■ STORED RECORDS
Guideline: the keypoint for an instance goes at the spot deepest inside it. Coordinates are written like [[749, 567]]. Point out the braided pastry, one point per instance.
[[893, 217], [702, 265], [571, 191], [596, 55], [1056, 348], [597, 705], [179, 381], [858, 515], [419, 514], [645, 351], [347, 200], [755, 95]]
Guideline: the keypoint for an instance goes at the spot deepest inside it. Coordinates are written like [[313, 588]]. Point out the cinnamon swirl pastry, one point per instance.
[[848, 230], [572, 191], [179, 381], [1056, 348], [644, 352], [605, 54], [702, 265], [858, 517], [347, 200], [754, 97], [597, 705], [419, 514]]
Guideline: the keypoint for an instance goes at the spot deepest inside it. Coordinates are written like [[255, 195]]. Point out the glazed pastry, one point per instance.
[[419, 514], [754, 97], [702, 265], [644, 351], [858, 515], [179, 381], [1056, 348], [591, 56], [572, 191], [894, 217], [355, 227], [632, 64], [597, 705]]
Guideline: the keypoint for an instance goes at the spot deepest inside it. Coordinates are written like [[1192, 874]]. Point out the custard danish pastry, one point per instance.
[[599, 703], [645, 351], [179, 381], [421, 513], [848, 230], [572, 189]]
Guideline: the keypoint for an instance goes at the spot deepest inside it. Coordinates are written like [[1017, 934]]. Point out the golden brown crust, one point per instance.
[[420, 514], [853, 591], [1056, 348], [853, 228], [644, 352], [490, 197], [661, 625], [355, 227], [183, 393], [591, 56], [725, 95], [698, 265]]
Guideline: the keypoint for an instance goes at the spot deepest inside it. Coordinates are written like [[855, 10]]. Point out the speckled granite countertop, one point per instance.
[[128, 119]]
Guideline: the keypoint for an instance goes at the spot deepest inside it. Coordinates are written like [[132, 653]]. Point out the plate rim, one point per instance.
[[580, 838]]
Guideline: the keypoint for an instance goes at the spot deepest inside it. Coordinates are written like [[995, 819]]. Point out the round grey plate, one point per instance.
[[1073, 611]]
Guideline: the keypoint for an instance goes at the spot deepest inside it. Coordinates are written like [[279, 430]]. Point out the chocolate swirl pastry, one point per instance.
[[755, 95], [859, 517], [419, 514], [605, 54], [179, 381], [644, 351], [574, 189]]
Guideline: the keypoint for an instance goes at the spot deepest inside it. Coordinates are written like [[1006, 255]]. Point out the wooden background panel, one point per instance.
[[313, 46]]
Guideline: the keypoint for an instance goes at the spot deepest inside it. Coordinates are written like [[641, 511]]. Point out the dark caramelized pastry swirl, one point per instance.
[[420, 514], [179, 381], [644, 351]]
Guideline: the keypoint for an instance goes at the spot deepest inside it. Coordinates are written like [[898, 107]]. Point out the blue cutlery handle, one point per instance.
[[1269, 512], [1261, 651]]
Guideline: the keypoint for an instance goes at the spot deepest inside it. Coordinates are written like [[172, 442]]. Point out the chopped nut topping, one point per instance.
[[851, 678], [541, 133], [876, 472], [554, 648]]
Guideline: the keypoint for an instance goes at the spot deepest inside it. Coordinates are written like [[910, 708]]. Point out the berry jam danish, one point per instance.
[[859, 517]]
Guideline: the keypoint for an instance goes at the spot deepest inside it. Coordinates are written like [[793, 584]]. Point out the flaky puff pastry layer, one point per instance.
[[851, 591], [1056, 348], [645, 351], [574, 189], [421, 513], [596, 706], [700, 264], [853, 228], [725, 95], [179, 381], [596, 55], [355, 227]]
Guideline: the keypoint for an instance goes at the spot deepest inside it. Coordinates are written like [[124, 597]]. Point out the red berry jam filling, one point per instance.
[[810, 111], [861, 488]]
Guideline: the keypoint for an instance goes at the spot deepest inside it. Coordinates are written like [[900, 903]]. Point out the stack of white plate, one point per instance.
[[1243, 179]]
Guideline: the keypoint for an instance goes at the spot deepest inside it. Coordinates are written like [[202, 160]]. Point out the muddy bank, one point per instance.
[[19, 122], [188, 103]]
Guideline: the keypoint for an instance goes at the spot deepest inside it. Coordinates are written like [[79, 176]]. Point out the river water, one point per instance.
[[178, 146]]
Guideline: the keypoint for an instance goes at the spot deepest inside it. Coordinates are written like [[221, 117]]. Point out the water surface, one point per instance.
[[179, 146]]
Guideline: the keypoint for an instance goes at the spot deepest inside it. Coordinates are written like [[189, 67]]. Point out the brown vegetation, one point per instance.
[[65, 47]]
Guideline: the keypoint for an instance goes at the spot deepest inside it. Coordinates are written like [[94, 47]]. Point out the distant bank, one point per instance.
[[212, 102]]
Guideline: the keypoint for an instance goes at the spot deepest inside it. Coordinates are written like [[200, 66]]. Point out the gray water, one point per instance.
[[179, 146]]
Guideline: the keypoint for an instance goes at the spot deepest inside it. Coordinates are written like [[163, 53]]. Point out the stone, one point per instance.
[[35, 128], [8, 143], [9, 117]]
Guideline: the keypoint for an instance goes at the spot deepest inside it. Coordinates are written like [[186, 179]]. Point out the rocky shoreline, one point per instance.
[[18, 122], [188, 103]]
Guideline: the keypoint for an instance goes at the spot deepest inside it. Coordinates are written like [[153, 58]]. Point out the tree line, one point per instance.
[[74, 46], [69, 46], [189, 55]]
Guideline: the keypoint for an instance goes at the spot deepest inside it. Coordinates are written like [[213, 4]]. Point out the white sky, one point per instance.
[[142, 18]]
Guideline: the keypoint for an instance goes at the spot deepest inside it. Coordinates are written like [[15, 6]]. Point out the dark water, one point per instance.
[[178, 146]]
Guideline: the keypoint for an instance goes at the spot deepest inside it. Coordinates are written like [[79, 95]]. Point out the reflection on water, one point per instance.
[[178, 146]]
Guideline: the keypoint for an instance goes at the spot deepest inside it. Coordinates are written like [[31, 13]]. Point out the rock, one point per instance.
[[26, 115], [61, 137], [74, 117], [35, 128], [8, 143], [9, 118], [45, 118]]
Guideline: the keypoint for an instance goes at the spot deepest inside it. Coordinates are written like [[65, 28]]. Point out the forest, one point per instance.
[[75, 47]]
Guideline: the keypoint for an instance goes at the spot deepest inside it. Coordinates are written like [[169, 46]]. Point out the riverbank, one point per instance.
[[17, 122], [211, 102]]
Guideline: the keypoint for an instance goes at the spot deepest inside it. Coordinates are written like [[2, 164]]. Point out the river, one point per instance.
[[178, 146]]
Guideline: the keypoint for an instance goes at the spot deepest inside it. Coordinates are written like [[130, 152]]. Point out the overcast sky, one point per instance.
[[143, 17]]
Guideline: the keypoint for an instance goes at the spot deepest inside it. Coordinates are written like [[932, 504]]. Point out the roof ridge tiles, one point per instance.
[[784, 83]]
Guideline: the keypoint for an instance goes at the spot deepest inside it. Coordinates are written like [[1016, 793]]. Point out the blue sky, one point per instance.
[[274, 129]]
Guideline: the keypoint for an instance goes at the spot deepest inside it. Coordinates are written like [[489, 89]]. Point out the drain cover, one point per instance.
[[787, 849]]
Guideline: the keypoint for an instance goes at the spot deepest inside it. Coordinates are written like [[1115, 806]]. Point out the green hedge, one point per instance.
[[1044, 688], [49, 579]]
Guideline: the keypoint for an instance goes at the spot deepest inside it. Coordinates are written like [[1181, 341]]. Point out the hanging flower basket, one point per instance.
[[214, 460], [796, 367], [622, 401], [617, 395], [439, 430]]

■ DIRECTIONS
Copy out every line starting with the line that contains "tiles, one point per instance." and going on through the line that contains "[[784, 83]]", keeping the guideline wording and its sample coordinates unchanged and multiplying each point coordinate in the answers by 1.6, rounded to whole numbers with halves rounded up. Give only those lines.

■ REPLY
Guideline: the keypoint for an instance goes at the spot deepest inside it. Coordinates are written like [[932, 504]]. Point out the roof ridge tiles, one point per instance.
[[1254, 133]]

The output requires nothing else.